Dataset entries:
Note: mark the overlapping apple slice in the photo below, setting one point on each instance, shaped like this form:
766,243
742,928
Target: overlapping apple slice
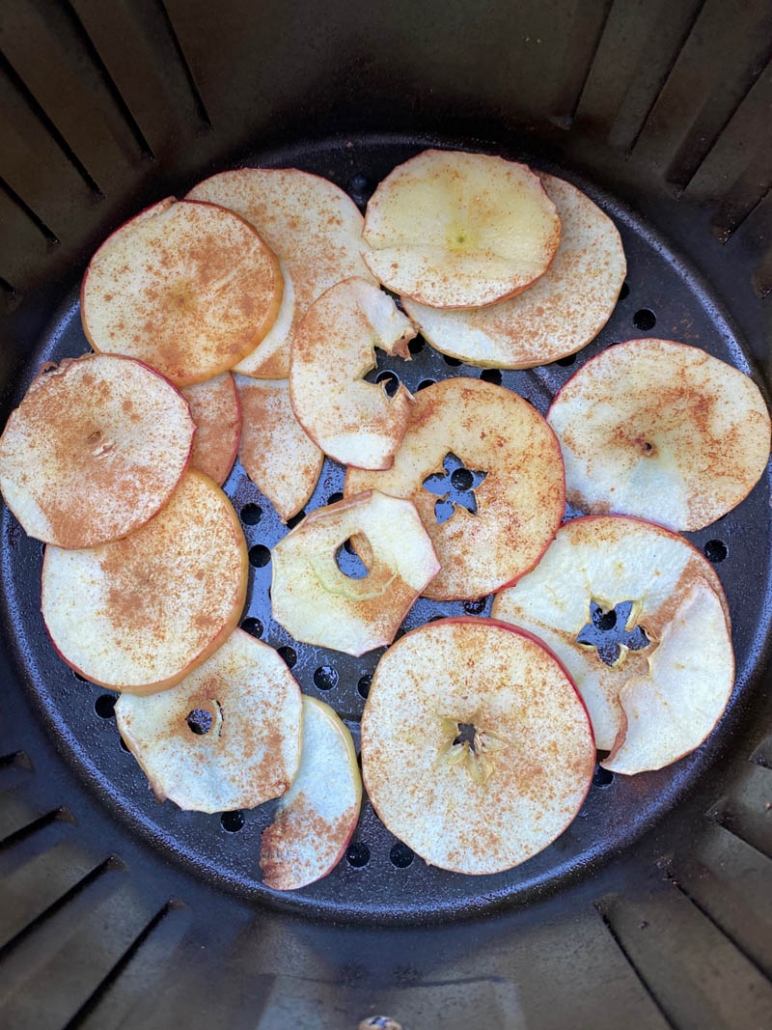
188,287
318,604
277,453
456,230
317,817
561,312
216,411
227,736
312,226
353,421
639,619
477,750
484,471
663,431
140,613
95,450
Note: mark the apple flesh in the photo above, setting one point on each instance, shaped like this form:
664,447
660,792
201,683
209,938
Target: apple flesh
317,817
227,736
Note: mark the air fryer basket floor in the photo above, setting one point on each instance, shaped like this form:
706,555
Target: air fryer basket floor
379,880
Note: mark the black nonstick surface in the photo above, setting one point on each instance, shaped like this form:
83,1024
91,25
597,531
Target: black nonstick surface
380,879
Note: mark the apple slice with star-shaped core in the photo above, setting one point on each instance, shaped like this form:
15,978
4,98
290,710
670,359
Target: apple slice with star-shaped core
477,750
484,470
278,455
639,619
317,816
561,312
353,421
216,411
312,226
96,448
142,612
227,736
456,230
188,287
318,604
662,431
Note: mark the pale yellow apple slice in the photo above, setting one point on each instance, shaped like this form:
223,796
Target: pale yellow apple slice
318,604
317,816
315,230
561,312
277,453
456,230
216,411
227,736
477,750
353,421
188,287
662,431
96,448
519,503
647,588
141,613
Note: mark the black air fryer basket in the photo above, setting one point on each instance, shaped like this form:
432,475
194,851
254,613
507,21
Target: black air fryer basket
655,908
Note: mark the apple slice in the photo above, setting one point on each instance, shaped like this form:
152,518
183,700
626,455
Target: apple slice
623,604
188,287
662,431
318,604
456,230
312,226
484,470
277,453
317,817
95,450
216,411
227,736
141,613
561,312
477,750
353,421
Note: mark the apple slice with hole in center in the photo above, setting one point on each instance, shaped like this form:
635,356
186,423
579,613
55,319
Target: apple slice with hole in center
556,316
623,604
188,287
456,230
662,431
226,736
317,816
96,448
477,750
485,473
142,612
216,411
315,230
318,604
353,421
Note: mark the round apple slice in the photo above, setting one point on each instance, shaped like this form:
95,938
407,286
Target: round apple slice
662,431
556,316
215,409
312,226
317,816
188,287
456,230
477,750
318,604
484,470
96,448
227,736
142,612
639,619
353,421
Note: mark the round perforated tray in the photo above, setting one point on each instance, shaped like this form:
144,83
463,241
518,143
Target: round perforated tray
380,879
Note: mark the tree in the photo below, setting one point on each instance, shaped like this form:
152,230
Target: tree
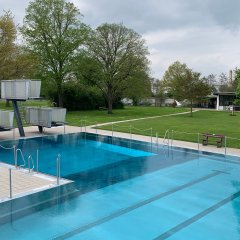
185,84
53,32
138,87
8,33
118,56
237,80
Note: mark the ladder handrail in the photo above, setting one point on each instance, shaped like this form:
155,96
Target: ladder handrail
30,158
16,160
165,135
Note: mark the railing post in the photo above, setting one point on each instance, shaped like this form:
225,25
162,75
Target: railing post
225,146
14,155
58,168
10,182
29,157
37,162
168,138
112,129
198,142
151,135
157,139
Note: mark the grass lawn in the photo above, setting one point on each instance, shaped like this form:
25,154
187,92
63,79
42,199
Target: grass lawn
202,121
31,103
78,118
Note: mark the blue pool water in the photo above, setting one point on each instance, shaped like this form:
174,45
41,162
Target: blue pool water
126,190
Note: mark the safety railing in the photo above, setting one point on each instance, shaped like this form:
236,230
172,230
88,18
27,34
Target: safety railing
9,191
18,150
133,130
85,123
58,167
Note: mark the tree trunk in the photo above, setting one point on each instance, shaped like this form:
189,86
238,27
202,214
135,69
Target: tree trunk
110,100
191,108
109,106
60,97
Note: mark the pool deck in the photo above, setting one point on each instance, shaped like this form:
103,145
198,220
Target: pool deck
33,132
24,183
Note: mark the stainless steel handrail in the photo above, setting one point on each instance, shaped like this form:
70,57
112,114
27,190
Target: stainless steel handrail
16,158
30,159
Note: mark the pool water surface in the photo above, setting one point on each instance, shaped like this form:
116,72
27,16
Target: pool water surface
128,190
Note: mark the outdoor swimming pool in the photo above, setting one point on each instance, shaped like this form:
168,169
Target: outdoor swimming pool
125,190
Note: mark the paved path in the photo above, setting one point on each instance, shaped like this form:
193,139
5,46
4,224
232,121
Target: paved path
137,119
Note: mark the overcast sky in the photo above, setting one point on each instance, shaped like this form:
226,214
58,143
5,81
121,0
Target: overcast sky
204,34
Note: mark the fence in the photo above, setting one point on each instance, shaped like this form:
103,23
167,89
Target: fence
168,138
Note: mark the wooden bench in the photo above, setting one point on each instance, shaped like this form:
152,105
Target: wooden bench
218,137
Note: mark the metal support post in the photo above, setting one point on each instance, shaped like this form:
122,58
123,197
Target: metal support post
130,131
18,118
225,146
157,139
37,162
58,168
14,155
29,158
10,182
198,142
172,138
151,135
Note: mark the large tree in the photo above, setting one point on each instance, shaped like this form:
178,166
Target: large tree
118,56
237,81
54,32
8,33
185,84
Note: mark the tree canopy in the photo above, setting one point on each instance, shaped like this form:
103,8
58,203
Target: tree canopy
184,83
118,56
53,31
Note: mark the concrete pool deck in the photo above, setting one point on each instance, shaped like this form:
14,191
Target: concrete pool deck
26,183
33,132
23,182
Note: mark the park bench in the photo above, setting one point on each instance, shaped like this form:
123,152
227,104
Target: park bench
218,138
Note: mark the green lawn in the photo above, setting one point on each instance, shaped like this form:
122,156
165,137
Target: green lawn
31,103
202,121
78,118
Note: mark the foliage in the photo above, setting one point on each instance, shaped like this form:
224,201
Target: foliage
226,84
53,32
185,84
117,55
237,80
8,33
139,87
79,97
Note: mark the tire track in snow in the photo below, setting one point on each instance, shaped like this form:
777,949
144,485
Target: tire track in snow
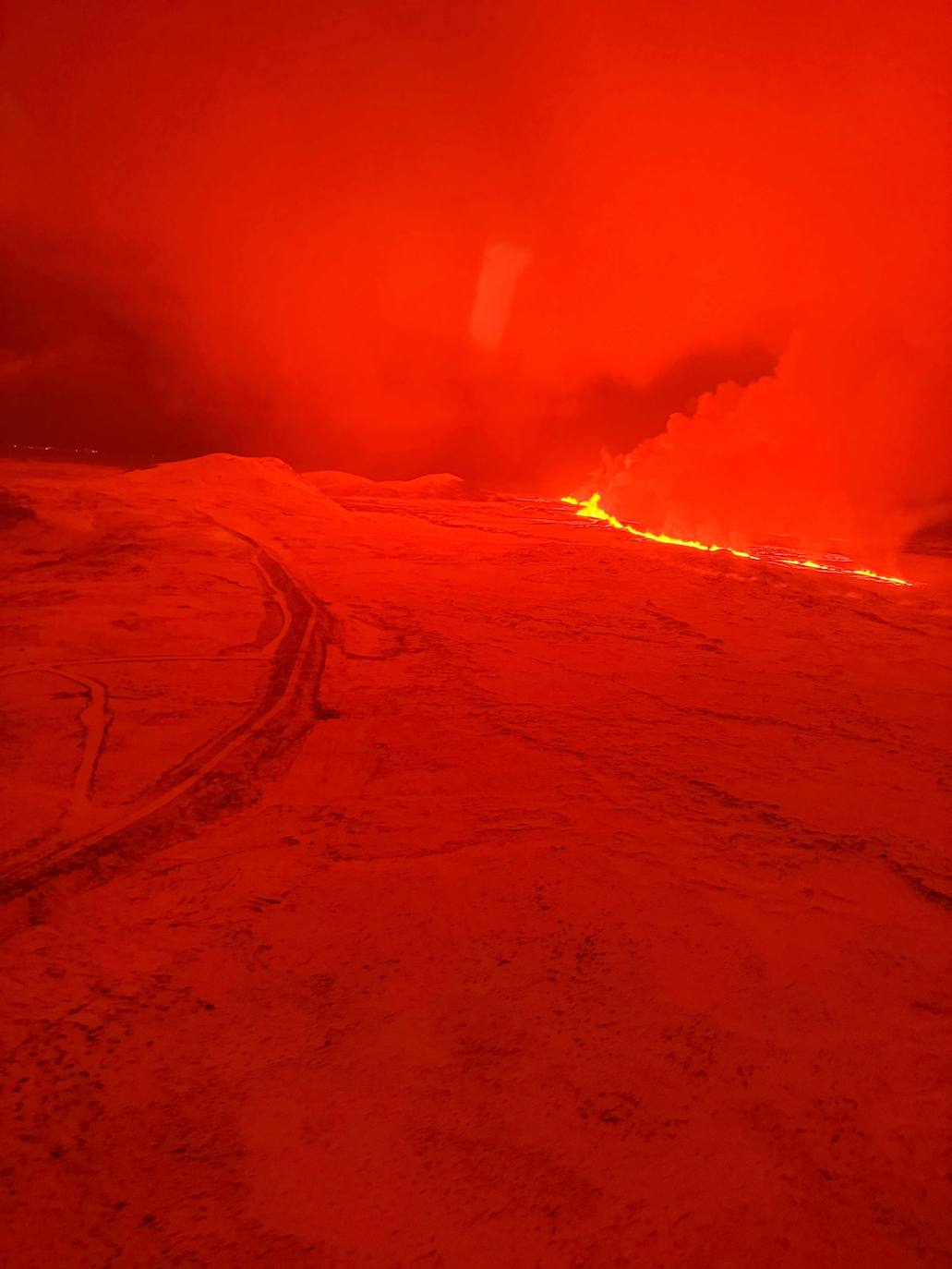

[Task prompt] Would you return the records exactly as written, minus any image?

[Answer space]
Note: mark the overlapping apple slice in the photo below, setting one point on each instance, shaped like this form:
766,243
742,928
Target: overlapping apple slice
188,287
318,604
277,453
456,230
317,817
561,312
216,411
227,736
312,226
353,421
639,619
477,750
484,471
663,431
140,613
95,450
Note: mark the apple flesh in the photo above, setting one point on each instance, shaped like this form:
664,447
660,792
201,683
209,938
Target: apple flesh
317,817
227,736
Note: mark the air fryer basket floor in the photo above, setting one point on each instance, shaped like this form:
706,555
Target: air fryer basket floor
379,880
Note: mark the black nonstick surface in the photo above, setting one point on each instance, shaped like this form:
83,1024
91,25
597,531
Target: black nonstick surface
380,879
Note: mark the apple slice with star-shaped core in the photo above, setting one point on each instance, shaped like this form:
15,978
4,98
290,710
670,359
Target: apple slice with star-shaped core
477,750
484,470
278,455
639,619
317,816
561,312
353,421
216,411
312,226
96,448
142,612
227,736
456,230
188,287
318,604
662,431
Note: mark the pale yellow apple slice in the photo above, setting one point on each instance, shaped like this form:
223,796
Target: pale yellow apple slice
318,604
317,816
315,230
561,312
277,453
456,230
216,411
227,736
477,750
353,421
188,287
662,431
96,448
519,503
647,588
141,613
Note: mark the black air fryer basket in the photo above, setting one point on each instance, shaped like this form:
432,475
194,851
254,613
507,21
Target: black air fryer basket
655,908
Note: mark the apple slice in the photo above, setting one point on each instance, shaped like this form:
152,518
183,700
626,455
Target: apple slice
623,604
188,287
662,431
318,604
456,230
312,226
484,470
277,453
317,817
95,450
216,411
227,736
141,613
561,312
477,750
353,421
Note: mark the apple slice with hole in center in the photo above, setting one point on each instance, shaped like this form:
635,356
186,423
579,613
55,319
Target: apple slice with hole in center
556,316
623,604
188,287
456,230
662,431
226,736
317,816
96,448
477,750
485,473
142,612
216,411
315,230
318,604
353,421
Note: mark the round apple slice in the photo above, setting one point on each instance, shaped like this form:
95,938
407,286
Target: round apple slice
662,431
556,316
215,409
312,226
317,816
188,287
456,230
477,750
318,604
484,470
96,448
227,736
142,612
639,619
353,421
Note: mark the round perforated tray in the photo above, setting one point on each instance, shaped like this form:
144,83
463,241
518,143
Target: round perforated tray
380,879
Note: mark the tree in the photo below, setting one point on each instance, shaped like this form:
152,230
Target: tree
185,84
53,32
138,87
8,33
118,56
237,80
Note: mark the ladder handrail in the photo above, setting one point on each instance, shaped like this form:
155,96
Target: ladder handrail
30,158
16,160
165,135
Note: mark the railing post in the photo above, setting one point on each instance, shaped like this form:
225,25
162,75
Target: railing post
225,146
14,155
58,168
10,182
29,157
37,162
168,138
112,129
198,142
151,135
157,139
Note: mark the grass lawn in the photo above, setting one point on each instance, shaped like this form:
25,154
187,92
63,79
42,199
Target: grass lawn
202,121
31,103
78,118
Note: mark the blue pool water in the photo above, setting one point on each instance, shaped like this form:
174,45
41,162
Target: blue pool water
126,190
Note: mark the safety railing in the photo above, setting one point on each instance, shaped like this form:
236,230
172,230
88,18
27,34
Target: safety railing
9,191
18,150
133,130
85,123
58,167
Note: mark the tree trunk in the photo above, setting one point on each instance, shaped like this form:
189,86
238,27
202,214
135,69
Target: tree trunk
110,100
191,108
109,106
60,97
Note: mark the pool deck in the photo above, setting one point on each instance, shaped like this form:
103,145
198,220
Target: pool deck
33,132
24,183
Note: mark the stainless steel handrail in the photo above, setting one point on each instance, shaped like this form:
70,57
112,114
27,190
Target: stainless steel handrail
16,158
30,159
Note: mark the pool water surface in the photo above, setting one point on each instance, shaped like this form:
116,72
27,16
Target: pool water surface
128,190
Note: mark the outdoor swimming pool in the photo above, setting one point on each instance, shaped like this form:
168,169
Target: outdoor swimming pool
125,190
Note: mark the paved path in the photo above, setting one point on each instance, shaped like this form:
193,139
5,46
4,224
232,121
Target: paved path
137,119
Note: mark the overcast sky in the photo above, setting one point on each instance, shaped like this form:
226,214
58,143
5,81
121,0
Target: overcast sky
204,34
Note: mark the fence in the photo above, setting one point on each instance, shaped like this form:
103,23
167,89
Target: fence
168,138
Note: mark the wooden bench in the photo above, setting one point on each instance, shaped like this form:
152,105
Target: wooden bench
218,137
Note: mark the metal support post in the photo above, setting one point on each instance, shaped like this form:
122,58
123,197
Target: metal support post
130,131
18,118
225,146
157,139
37,162
58,168
14,155
29,158
10,182
198,142
172,138
151,135
Note: mark the large tree in the photo above, setting one point on each instance, shaped like this form:
178,166
Target: large tree
118,56
237,81
54,32
8,33
185,84
Note: mark the tree canopy in the photo above, setting one point on each instance, shaped like this form:
103,8
58,203
Target: tree canopy
184,83
118,56
53,31
Note: mark the concrete pool deck in the photo above, setting one point on each instance, shaped like this form:
14,191
Target: concrete pool deck
26,183
33,132
23,182
Note: mark the park bench in the photo above, setting one point on each instance, shaped like this form:
123,152
227,104
Target: park bench
218,138
Note: mark the green lawn in the photo above, setting one point on each instance, shaped like this form:
122,156
165,137
Target: green lawn
31,103
202,121
78,118
Note: mark the foliage in the photo above, setting one point on each instance, shaped like this form:
224,201
Target: foliage
226,84
53,32
185,84
117,55
237,80
8,33
139,87
79,97
Note: mark the tire track in snow in the photo below, setting one point on each instance, shaped like this form:
777,949
144,485
Target: tire track in snow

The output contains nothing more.